(Records to use begins)
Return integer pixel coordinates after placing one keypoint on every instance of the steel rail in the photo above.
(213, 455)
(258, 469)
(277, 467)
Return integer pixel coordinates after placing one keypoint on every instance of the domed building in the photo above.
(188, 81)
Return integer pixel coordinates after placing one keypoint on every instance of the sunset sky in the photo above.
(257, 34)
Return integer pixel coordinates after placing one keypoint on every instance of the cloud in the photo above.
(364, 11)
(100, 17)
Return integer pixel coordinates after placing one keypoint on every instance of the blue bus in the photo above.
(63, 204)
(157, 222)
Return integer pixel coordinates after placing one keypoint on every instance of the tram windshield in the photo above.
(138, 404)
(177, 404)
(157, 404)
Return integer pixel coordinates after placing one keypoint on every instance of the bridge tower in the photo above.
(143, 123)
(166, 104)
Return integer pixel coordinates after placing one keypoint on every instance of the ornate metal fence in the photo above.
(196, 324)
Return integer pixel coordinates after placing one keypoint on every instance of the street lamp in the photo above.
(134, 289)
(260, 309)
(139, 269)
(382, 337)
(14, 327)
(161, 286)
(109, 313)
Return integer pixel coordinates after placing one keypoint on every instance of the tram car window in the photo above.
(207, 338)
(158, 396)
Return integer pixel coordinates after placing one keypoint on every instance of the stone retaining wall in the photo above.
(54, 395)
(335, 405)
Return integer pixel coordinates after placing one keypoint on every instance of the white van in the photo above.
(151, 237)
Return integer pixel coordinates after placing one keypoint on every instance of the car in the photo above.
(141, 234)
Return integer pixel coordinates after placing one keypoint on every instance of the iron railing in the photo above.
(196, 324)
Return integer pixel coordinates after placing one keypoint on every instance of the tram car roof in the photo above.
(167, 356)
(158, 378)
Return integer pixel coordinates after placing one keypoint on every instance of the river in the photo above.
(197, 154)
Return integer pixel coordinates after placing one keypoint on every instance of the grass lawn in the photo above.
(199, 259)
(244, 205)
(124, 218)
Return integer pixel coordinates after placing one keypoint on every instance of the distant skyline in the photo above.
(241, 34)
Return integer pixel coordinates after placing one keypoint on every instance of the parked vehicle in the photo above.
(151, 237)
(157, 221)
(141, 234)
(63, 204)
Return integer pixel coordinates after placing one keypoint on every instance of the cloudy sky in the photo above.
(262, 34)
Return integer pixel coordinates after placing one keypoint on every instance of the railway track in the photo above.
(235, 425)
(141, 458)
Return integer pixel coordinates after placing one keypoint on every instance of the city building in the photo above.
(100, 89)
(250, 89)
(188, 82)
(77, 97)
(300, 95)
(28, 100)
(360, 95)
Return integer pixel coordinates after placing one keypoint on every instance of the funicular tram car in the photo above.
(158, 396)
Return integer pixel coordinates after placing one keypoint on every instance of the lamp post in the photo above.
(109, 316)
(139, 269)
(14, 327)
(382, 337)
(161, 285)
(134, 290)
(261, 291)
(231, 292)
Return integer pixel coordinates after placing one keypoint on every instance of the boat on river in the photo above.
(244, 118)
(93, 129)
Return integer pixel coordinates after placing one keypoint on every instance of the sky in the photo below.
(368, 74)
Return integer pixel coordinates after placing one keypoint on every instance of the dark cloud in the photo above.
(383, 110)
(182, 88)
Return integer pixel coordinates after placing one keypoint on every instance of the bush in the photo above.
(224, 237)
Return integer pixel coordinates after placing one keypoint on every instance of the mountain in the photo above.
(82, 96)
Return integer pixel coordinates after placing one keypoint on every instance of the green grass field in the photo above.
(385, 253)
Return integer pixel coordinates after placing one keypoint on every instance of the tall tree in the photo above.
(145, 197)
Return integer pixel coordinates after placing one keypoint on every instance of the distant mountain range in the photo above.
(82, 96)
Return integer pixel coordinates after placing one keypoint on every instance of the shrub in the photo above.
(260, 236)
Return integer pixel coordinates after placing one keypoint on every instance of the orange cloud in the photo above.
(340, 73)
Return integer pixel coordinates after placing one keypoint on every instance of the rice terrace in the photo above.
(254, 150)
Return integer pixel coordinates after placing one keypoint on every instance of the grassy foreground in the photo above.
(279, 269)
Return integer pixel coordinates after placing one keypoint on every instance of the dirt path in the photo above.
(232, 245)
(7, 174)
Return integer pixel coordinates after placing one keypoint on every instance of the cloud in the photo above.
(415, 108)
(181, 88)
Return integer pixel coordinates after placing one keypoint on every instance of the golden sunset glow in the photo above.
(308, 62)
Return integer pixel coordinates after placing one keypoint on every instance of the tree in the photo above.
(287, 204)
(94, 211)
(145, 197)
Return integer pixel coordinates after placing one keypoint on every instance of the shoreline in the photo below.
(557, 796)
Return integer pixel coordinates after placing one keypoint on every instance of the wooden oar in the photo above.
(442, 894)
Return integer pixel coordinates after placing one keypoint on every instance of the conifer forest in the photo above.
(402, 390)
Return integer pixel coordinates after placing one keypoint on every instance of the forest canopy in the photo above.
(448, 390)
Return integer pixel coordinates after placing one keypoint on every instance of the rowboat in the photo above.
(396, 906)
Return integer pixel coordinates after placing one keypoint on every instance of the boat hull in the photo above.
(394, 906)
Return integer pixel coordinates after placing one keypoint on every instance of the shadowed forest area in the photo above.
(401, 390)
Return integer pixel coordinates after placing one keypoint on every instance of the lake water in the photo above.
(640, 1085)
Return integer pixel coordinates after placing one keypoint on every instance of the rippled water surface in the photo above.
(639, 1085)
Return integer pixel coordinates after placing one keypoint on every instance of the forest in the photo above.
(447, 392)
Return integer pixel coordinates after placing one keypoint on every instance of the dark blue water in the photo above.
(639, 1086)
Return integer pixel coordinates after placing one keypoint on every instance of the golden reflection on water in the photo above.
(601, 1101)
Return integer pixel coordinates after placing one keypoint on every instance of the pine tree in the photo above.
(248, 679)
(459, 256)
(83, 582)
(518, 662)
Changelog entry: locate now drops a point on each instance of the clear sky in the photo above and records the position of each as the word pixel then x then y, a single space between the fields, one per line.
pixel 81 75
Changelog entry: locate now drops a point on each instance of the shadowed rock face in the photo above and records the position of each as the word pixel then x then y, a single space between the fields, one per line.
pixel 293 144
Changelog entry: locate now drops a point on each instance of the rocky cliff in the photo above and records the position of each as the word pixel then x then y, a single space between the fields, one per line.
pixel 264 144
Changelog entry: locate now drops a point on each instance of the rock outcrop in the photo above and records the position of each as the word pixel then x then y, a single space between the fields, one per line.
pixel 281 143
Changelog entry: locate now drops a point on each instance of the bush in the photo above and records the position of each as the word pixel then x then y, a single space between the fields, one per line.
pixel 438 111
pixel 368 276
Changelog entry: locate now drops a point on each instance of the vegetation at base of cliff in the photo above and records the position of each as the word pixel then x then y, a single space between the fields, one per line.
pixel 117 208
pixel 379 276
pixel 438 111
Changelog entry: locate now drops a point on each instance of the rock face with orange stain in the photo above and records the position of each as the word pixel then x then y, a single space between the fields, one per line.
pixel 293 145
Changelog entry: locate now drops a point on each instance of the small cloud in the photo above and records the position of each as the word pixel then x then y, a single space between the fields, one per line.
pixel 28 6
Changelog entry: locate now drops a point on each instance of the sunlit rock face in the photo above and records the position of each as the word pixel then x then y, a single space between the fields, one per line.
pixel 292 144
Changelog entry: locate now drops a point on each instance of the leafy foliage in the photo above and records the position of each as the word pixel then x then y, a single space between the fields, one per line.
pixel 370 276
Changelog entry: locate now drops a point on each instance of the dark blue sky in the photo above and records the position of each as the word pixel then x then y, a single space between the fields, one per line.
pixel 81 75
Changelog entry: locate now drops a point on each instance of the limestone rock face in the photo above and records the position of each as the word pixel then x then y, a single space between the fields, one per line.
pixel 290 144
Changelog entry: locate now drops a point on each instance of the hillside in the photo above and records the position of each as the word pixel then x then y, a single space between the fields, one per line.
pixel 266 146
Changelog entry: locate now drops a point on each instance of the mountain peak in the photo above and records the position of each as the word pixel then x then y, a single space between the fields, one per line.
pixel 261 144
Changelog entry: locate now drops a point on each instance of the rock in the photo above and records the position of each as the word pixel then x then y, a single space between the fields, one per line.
(Records to use ends)
§ Exercise objective: Retype exactly the lines from the one containing "dark blue sky" through the end of the data. Add nothing.

§ Output of the exercise:
Changelog entry: locate now drops a point on each instance of the dark blue sky in the photo above and records the position of each as the word pixel then x then y, a single space between the fields, one per line.
pixel 81 75
Changelog entry: locate now drops a point on each instance of the limestone rock face in the photo above and records the position of each as the word pixel then x then y, a single space between the fields, one per line.
pixel 290 144
Changelog entry: locate now drops a point on each instance of the hillside in the photo above and records the position of each as the word pixel then x then y, a single space between the fields, one per line.
pixel 266 146
Changelog entry: locate now drops a point on each instance of the mountain peak in the photo above and records the position of each as the word pixel then x then y, a single space between the fields, one per line.
pixel 261 144
Changelog entry: locate now drops a point on each instance of the rock in the photo above and records the position of each as the word pixel then x then y, a single space between the fields, one per line.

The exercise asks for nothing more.